Gather every line below that contains the string "dark", and treat uppercase and lowercase as different.
*** Provided records ***
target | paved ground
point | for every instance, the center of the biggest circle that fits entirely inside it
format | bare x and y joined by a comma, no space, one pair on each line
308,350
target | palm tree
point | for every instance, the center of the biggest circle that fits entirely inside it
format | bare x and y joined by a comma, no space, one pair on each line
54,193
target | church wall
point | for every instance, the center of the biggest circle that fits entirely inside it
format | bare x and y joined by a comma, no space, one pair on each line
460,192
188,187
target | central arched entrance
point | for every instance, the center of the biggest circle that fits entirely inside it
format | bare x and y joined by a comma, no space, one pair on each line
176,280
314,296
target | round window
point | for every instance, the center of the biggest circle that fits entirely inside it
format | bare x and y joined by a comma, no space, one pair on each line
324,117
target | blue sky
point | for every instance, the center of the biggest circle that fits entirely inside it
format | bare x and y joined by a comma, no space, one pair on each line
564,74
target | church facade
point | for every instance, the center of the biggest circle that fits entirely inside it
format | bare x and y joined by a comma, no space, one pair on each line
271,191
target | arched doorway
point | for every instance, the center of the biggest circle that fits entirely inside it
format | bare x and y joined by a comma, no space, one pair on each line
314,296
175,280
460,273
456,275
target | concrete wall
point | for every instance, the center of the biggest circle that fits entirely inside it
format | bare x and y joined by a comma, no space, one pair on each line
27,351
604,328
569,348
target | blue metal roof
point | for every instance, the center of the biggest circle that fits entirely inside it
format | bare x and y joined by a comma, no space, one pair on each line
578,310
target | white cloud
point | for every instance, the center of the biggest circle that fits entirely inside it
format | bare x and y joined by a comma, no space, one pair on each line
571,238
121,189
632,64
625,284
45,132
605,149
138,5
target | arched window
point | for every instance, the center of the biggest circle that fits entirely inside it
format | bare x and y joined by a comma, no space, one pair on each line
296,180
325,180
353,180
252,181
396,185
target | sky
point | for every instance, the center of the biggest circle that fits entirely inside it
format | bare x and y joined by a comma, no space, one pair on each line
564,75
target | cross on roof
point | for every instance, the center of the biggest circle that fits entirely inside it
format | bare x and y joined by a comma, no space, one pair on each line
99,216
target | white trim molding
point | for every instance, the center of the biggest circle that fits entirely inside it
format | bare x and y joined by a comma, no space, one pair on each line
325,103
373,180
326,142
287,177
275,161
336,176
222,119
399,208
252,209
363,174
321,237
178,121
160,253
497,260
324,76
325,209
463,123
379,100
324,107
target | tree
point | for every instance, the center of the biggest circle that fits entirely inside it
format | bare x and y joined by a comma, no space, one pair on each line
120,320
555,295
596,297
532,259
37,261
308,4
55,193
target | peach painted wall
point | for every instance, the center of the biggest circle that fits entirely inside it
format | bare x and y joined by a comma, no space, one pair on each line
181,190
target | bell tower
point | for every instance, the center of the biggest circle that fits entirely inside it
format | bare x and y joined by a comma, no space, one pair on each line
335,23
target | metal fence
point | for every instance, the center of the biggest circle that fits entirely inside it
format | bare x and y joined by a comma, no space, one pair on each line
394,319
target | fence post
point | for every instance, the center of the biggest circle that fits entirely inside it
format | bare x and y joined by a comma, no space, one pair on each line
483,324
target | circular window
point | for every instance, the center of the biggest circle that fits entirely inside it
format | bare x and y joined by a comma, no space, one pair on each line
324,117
***
*** Provided records ***
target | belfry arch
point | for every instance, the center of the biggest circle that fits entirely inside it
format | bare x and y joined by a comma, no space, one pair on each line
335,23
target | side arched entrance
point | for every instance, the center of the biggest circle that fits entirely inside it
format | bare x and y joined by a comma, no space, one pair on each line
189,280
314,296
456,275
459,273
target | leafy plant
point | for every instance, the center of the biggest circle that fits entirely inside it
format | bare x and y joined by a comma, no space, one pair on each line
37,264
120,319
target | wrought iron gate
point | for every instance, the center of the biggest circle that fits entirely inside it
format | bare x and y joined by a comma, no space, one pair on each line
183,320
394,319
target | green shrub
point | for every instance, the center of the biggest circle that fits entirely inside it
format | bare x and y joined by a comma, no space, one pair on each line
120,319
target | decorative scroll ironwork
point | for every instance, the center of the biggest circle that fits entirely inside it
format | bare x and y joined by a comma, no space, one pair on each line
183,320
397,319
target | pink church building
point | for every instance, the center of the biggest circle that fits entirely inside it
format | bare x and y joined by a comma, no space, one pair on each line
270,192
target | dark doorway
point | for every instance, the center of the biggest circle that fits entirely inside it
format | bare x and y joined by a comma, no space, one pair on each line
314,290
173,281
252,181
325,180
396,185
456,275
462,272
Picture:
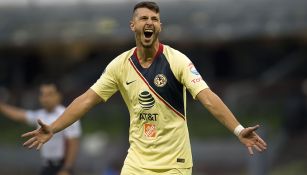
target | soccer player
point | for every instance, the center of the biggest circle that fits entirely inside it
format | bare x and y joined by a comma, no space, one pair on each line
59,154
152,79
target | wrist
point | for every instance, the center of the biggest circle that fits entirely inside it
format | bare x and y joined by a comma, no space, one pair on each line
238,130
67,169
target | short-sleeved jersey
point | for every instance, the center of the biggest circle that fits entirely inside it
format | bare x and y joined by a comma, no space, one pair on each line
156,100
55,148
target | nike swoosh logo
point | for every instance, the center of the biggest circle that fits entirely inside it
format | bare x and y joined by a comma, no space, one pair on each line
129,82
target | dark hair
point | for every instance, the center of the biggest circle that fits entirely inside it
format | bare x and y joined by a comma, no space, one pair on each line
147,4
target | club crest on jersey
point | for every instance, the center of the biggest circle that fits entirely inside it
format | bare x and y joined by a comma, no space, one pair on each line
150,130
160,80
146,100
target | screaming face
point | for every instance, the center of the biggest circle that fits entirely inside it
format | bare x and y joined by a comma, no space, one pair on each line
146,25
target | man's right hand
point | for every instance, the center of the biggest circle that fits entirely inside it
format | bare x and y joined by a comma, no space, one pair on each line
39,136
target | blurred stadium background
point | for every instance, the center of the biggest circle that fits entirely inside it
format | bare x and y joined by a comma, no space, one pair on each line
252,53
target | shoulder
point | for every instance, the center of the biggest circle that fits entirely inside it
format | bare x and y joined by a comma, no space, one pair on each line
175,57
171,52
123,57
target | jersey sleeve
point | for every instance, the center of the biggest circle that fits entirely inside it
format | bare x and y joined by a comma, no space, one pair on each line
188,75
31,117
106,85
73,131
***
**Solution to this problem:**
target | dark doorway
target | dark hair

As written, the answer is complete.